Transcribe each record exactly. Include every one.

******************************

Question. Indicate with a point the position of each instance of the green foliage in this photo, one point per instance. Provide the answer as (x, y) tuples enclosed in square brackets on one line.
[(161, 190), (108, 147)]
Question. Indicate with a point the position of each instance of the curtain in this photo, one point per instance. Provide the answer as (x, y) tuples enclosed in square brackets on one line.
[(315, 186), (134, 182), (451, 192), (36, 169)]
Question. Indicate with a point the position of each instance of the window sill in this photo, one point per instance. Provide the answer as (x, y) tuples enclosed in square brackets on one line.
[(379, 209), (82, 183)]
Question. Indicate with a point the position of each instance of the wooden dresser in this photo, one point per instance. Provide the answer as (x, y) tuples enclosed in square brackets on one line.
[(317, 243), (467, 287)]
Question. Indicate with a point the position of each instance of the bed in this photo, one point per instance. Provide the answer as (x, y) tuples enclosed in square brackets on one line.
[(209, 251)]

******************************

• **Answer box**
Question. Indicate with a point the position of each instance of the green foliage in this photo, one point per instance. Provide the answer as (x, y) tuples enclosed in square brackets on one line.
[(161, 190), (108, 147)]
Question. Indicate with a point the position of each instance of the curtain in this photo, one point per instance. Provide the answer as (x, y) tuples enclosed in square brackets on one line.
[(315, 186), (134, 182), (451, 192), (36, 169)]
Question. Indicate with a point the position of each instance of the window sill in this photo, one point per instance. Provide the answer as (x, y) tuples enclosed in square brackets on one line.
[(379, 209), (82, 183)]
Question. Indicate with a point the position of each instance of the wooden dresser in this photo, one point per instance. Provide the answer as (x, y) tuples enclosed in square brackets on one line.
[(317, 243), (467, 287)]
Question. Indicate with a point the position of each instance of the bed in this photo, one point per instance. Provide the answer as (x, y) tuples enclosed in square brackets on one line.
[(209, 251)]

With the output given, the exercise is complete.